Passage to read

************

Technologies in the Works That Will Improve Quality of Life

Engineers around the world are hard at work developing technologies that will make life easier for those with disabilities. Members of IEEE – the world’s largest professional association dedicated to advancing technological innovation and excellence for the benefit of humanity – are among them. The ones featured here are working on projects to help people with ALS, those who are wheelchair-bound and others who need a helping hand with household chores.

A Communication Device for ALS

Lama Nachman, director of Intel’s Anticipatory Computing Lab in Santa Clara, Calif., is leading the team that is upgrading Stephen Hawking’s communication system and making it open source. This will eventually help others living with amyotrophic lateral sclerosis – better known as ALS, a neurodegenerative disease that causes muscle twitching, weakness and speech impairment – to better communicate. Hawking, the famous British theoretical physicist and cosmologist, relies on an Intel computer system to type and voice his thoughts as well as navigate computer applications and Internet browsing. His upgraded system reduced the number of words he needed to spell out completely by adding word-prediction technology that is used in smartphones. It also sped up common tasks such as opening a document or browsing the Web.

While the current platform is tailored to Hawking, Nachman says it should be easy to adapt for others by making the word-prediction software more conversational and expanding the motion-sensing capabilities to detect movements beyond a twitch of the cheek, which is how Hawking controls the system. Her team is now working on a facial-gesture recognition tool so that users can, for example, choose an application or open a new document using various facial expressions.

A Wheelchair That Adjusts to its Environment

Mahesh Krishnamurthy, a professor of electrical and computer engineering at the Illinois Institute of Technology in Chicago, created a low-cost, power-assisted wheelchair that could sense its surroundings and would be simple to operate. Krishnamurthy began with a widely used conventional manual chair and added an electric power boost. He then combined a classic motor control method with a novel approach that lets the wheelchair adapt to the driving conditions.

************

Assignment
Write out the passage on technologies to improve quality of life for people with disabilities word for word, in full.

************

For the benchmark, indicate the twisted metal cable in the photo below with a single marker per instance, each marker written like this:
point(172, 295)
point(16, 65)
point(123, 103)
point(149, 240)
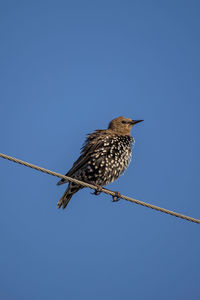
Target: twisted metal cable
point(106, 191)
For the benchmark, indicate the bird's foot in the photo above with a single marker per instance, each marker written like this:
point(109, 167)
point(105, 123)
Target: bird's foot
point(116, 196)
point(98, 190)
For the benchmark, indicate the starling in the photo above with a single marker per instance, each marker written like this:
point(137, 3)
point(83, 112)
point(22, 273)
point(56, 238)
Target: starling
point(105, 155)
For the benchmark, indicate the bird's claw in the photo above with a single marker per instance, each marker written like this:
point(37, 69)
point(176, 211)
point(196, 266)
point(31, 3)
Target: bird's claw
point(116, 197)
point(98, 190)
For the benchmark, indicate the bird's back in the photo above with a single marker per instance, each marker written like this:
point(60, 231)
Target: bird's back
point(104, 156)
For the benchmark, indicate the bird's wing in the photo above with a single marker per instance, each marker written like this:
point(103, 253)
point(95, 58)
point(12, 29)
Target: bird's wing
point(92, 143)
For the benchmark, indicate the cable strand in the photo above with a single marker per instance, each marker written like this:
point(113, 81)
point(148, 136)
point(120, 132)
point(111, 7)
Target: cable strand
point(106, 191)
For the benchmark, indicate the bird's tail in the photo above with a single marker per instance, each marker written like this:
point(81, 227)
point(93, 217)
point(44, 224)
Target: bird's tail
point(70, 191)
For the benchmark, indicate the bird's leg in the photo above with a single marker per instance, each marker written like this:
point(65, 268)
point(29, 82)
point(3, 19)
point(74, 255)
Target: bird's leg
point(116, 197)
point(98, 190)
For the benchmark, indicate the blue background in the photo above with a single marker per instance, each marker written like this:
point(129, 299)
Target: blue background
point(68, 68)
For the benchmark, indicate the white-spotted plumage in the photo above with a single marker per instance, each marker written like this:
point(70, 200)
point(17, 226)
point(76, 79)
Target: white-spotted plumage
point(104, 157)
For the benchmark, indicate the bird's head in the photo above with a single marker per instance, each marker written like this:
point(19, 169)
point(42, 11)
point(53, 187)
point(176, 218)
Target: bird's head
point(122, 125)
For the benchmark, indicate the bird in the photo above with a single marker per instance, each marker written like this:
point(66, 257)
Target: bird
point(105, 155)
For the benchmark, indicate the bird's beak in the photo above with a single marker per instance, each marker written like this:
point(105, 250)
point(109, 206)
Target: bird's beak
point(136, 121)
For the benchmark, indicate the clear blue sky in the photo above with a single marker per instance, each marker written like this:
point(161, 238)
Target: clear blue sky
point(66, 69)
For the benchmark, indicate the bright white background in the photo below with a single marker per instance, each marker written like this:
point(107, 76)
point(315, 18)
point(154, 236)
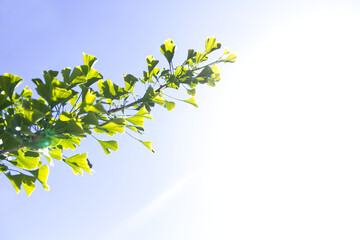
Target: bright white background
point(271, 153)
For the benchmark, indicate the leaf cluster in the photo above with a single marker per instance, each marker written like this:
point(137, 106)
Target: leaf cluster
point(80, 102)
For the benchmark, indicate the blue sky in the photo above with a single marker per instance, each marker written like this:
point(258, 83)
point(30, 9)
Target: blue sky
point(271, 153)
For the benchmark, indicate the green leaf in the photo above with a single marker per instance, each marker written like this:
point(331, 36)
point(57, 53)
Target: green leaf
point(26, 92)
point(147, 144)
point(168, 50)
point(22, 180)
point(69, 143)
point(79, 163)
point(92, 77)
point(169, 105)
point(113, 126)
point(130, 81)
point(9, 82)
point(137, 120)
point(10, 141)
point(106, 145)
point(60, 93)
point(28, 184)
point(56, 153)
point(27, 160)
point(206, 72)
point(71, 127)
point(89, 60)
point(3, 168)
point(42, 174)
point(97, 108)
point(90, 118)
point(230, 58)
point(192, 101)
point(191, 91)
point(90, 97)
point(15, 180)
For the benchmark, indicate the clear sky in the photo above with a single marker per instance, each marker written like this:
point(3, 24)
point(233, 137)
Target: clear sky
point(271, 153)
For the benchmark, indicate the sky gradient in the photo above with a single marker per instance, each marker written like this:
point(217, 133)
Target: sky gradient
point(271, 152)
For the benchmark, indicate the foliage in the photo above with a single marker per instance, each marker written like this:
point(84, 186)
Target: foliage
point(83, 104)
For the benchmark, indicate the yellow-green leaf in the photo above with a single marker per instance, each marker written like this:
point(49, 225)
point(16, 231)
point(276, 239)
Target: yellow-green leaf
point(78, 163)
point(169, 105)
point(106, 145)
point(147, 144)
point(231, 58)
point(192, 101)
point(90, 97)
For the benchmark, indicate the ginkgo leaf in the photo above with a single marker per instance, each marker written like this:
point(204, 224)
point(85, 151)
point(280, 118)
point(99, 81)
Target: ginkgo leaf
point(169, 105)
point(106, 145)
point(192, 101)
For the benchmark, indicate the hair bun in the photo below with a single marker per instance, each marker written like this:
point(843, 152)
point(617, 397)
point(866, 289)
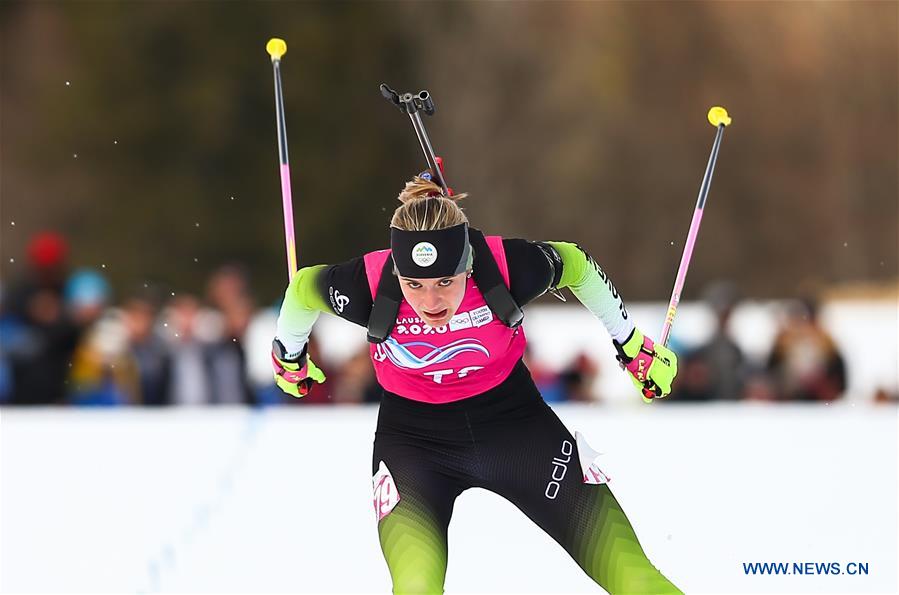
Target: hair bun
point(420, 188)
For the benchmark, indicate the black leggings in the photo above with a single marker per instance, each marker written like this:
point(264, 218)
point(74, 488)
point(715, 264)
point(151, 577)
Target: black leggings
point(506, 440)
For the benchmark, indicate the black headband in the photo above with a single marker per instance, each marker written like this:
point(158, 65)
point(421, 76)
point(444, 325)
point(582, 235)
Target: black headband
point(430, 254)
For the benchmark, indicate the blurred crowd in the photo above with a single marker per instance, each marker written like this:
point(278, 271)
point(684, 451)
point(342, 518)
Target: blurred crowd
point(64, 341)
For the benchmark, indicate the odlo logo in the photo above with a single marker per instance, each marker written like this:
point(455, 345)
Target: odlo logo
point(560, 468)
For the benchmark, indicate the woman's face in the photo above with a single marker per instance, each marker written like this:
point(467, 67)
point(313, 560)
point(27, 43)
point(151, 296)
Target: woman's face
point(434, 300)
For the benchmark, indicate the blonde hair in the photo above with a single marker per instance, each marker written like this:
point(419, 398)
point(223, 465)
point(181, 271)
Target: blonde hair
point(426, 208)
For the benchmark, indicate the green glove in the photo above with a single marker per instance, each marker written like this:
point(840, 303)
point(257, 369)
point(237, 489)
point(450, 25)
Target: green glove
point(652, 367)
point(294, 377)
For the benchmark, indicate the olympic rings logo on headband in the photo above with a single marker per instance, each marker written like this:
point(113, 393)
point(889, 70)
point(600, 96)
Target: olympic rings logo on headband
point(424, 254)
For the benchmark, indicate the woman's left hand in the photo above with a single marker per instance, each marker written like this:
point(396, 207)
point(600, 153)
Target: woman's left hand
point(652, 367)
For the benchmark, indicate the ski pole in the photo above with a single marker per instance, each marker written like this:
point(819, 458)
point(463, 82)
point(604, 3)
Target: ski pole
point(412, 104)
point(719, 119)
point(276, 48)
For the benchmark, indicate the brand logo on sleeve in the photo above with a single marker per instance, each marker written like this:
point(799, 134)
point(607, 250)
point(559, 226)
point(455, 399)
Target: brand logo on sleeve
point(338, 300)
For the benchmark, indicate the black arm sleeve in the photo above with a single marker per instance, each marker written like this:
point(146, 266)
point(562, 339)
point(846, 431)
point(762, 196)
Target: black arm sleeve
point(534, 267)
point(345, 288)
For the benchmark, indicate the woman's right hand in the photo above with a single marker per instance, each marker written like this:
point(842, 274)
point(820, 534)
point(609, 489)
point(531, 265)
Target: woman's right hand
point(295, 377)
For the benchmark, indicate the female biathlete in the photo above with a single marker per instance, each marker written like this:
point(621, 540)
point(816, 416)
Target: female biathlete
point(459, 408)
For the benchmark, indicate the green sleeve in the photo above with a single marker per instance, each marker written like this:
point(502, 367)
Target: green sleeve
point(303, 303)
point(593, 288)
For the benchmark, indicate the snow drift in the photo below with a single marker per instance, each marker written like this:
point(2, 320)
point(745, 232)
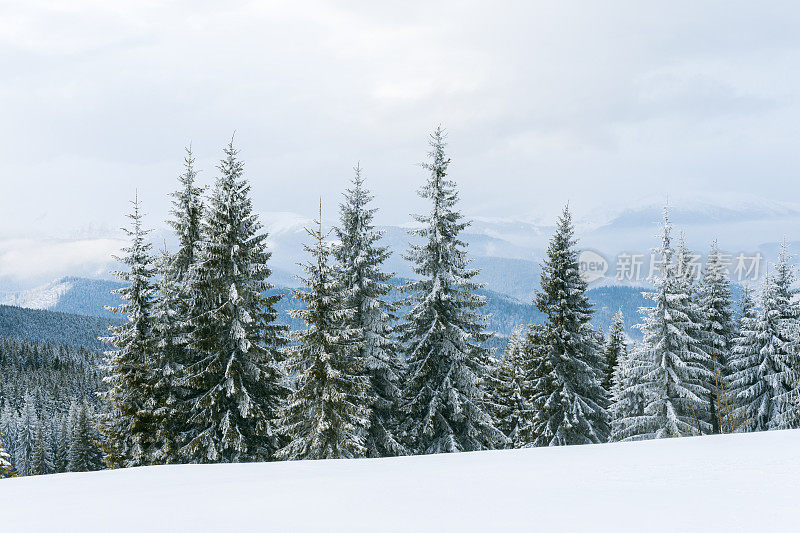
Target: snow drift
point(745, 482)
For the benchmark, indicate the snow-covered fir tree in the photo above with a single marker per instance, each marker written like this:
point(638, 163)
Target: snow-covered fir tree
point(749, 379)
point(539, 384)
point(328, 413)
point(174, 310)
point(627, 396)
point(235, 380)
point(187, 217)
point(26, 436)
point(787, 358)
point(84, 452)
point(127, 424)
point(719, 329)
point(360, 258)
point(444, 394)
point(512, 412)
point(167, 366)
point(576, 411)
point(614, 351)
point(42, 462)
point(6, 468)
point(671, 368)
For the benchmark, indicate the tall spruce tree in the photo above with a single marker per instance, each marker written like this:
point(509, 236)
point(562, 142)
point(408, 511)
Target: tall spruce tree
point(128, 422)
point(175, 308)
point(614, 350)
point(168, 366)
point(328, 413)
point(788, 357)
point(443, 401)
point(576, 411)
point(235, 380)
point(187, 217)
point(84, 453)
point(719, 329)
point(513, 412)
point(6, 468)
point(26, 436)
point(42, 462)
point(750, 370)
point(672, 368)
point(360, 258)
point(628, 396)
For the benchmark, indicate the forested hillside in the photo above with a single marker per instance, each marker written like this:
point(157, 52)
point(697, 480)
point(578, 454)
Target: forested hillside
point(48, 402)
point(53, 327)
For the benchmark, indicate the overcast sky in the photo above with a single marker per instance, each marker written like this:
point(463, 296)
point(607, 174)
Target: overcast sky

************

Written answer
Technologies in the Works That Will Improve Quality of Life

Engineers around the world are hard at work developing technologies that will make life easier for those with disabilities. Members of IEEE – the world’s largest professional association dedicated to advancing technological innovation and excellence for the benefit of humanity – are among them. The ones featured here are working on projects to help people with ALS, those who are wheelchair-bound and others who need a helping hand with household chores.

A Communication Device for ALS

Lama Nachman, director of Intel’s Anticipatory Computing Lab in Santa Clara, Calif., is leading the team that is upgrading Stephen Hawking’s communication system and making it open source. This will eventually help others living with amyotrophic lateral sclerosis – better known as ALS, a neurodegenerative disease that causes muscle twitching, weakness and speech impairment – to better communicate. Hawking, the famous British theoretical physicist and cosmologist, relies on an Intel computer system to type and voice his thoughts as well as navigate computer applications and Internet browsing. His upgraded system reduced the number of words he needed to spell out completely by adding word-prediction technology that is used in smartphones. It also sped up common tasks such as opening a document or browsing the Web.

While the current platform is tailored to Hawking, Nachman says it should be easy to adapt for others by making the word-prediction software more conversational and expanding the motion-sensing capabilities to detect movements beyond a twitch of the cheek, which is how Hawking controls the system. Her team is now working on a facial-gesture recognition tool so that users can, for example, choose an application or open a new document using various facial expressions.

A Wheelchair That Adjusts to its Environment

Mahesh Krishnamurthy, a professor of electrical and computer engineering at the Illinois Institute of Technology in Chicago, created a low-cost, power-assisted wheelchair that could sense its surroundings and would be simple to operate. Krishnamurthy began with a widely used conventional manual chair and added an electric power boost. He then combined a classic motor control method with a novel approach that lets the wheelchair adapt to the driving conditions.